Stated goal A: Could you reproduce the bijector walkthrough starting at "The, we are" and ending at "evaluated at z.", renaming "change of variables formula" to "change-of-variables rule" everywhere it occurs?
Stated goal B: Can you carry on the TensorFlow Probability bijector walkthrough from the point where it stops?

In [2]:
import tensorflow as tf
import tensorflow_probability as tfp
tfd = tfp.distributions
tfb = tfp.bijectors

In [3]:
normal = tfd.Normal(loc=0, scale=1.)

In [6]:
z = normal.sample(3)
z

<tf.Tensor: shape=(3,), dtype=float32, numpy=array([-0.76491195, -1.2679604 ,  1.3671497 ], dtype=float32)>

We are creating a normal distribution object and sampling from it.

In [7]:
scale_and_shift = tfb.Chain([tfb.Shift(1.), tfb.Scale(2.)])
x = scale_and_shift.forward(z)

The, we are creating a scale and shift bijector. We are transforming the tensor z by passing it to the forward method of the bijector. The tensor x is then a scaled and shifted version of z.

In [10]:
log_prob_z = normal.log_prob(z)
log_prob_x = (normal.log_prob(z) - scale_and_shift.forward_log_det_jacobian(z, event_ndims=0))
log_prob_x

<tf.Tensor: shape=(3,), dtype=float32, numpy=array([-1.9046309, -2.4159474, -2.546635 ], dtype=float32)>

We can compute the log probability of z by simply using the log prob method of the normal distribution. We can also compute the log probability of x using the change of variables formula, as the log probility of z minus the log of the jacobian determinant of the bijector transformation evaluated at z.

In [12]:
log_prob_x = (normal.log_prob(z) + scale_and_shift.inverse_log_det_jacobian(x, event_ndims=0))

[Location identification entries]

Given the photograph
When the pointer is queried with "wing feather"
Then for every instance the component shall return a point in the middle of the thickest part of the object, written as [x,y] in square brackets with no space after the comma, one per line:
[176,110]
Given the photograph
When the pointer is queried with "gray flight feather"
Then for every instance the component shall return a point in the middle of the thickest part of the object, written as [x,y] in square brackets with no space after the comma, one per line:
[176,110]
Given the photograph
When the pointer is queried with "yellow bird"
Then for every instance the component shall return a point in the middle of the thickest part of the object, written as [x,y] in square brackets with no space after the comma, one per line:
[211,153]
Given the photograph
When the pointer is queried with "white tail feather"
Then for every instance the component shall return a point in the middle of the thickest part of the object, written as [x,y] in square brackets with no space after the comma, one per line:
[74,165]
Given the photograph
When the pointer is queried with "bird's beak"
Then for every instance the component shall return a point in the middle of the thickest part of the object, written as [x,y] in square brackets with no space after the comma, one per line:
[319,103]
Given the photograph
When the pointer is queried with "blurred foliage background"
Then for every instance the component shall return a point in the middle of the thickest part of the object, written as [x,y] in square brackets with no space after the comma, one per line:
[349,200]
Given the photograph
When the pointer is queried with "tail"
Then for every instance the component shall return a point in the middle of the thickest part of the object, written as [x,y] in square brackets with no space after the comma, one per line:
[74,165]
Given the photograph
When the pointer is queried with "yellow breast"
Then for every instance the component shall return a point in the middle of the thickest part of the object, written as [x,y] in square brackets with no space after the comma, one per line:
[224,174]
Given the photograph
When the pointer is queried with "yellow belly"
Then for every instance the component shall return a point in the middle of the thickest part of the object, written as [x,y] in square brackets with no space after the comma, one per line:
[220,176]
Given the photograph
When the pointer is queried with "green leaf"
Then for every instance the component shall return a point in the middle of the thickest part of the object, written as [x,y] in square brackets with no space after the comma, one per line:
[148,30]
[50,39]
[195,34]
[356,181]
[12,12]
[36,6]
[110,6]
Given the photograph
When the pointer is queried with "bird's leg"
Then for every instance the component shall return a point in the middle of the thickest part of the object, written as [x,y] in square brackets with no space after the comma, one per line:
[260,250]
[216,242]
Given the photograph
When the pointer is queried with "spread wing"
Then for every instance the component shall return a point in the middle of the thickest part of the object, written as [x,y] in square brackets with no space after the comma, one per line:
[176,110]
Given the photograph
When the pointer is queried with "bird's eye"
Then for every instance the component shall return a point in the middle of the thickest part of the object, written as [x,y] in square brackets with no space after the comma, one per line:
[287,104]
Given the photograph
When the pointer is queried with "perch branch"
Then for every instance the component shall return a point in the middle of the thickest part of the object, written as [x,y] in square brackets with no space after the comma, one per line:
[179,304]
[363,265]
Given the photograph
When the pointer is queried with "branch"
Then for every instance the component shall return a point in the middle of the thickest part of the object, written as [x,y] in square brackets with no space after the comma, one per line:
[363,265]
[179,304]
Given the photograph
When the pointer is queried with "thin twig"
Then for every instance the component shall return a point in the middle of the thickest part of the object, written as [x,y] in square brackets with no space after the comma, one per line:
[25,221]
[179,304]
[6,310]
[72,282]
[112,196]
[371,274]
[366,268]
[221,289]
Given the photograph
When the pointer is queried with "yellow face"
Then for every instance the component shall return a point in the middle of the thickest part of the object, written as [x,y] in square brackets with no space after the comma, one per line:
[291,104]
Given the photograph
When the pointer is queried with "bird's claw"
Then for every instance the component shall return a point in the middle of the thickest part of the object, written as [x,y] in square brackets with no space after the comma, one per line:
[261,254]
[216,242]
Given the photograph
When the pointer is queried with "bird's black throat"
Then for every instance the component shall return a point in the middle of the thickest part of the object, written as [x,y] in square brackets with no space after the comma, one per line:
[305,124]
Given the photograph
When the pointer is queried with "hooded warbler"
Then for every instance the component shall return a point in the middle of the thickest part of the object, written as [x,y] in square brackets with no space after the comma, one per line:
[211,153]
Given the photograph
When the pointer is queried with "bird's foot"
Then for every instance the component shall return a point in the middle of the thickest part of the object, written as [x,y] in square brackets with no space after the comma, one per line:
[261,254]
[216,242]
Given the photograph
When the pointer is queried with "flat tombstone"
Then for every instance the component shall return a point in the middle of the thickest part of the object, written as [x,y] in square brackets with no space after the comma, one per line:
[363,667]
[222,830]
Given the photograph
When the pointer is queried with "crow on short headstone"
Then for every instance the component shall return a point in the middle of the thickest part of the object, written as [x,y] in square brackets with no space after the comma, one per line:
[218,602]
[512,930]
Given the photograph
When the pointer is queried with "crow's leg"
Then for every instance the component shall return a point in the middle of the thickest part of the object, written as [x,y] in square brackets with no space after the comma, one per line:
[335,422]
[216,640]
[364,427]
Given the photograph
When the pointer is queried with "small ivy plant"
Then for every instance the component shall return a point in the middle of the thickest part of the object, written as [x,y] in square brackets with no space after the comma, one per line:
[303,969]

Result A:
The, we are creating a scale and shift bijector. We are transforming the tensor z by passing it to the forward method of the bijector. The tensor x is then a scaled and shifted version of z.

In [10]:
log_prob_z = normal.log_prob(z)
log_prob_x = (normal.log_prob(z) - scale_and_shift.forward_log_det_jacobian(z, event_ndims=0))
log_prob_x

<tf.Tensor: shape=(3,), dtype=float32, numpy=array([-1.9046309, -2.4159474, -2.546635 ], dtype=float32)>

We can compute the log probability of z by simply using the log prob method of the normal distribution. We can also compute the log probability of x using the change-of-variables rule, as the log probility of z minus the log of the jacobian determinant of the bijector transformation evaluated at z.

Result B:
We can also invert the change of variables formula to express it in terms of the inverse of the bijector transformation. In that case we can write that the log probability of x is equal to the log of probability of z plus the log of the jacobian determinant of inverse transformation evaluated at x.

In [None]:
log_prob_x = (normal.log_prob(z) + scale_and_shift.inverse_log_det_jacobian(x, event_ndims=0))

Notice that z is the image of x under the inverse transformation and so we can just replace z with the result of the bijectors inverse method applied to x. In the first approach we are computing the log probability of x only using the tensor z, while in the second we are computing the log probability of x only using the tensor x. In practice we will mostly use the second form of the change of variables formula.

#### Application

A normalizing flow is a generative model of the data. The model assumes the following: we have a latent variable z which is distributed according the some base distribution, which we will typically assume to be something simple, like a diagonal gaussian distribution.  We assume that the data generating process first samples z from this base distribution and transforms it in some way according to a function f to produce the data sample x. For a normalizing flow the function f will be bijective or invertible. It will also be parameterized and we will learn its parameters with maximum likelihood. That means that in the training process we will have sample datapoints x and we will want to compute the log probability of x under the model. That is precisely what the expression above is doing. The log probability of x is what we aim to maximize in a training loop. The bijector object will contain the parameters that we are trying to optimize. Once the model is trained we can then sample from the model by first sample from the base distribution and then pass that sample through the bijector transformation using the forward method of the bijector.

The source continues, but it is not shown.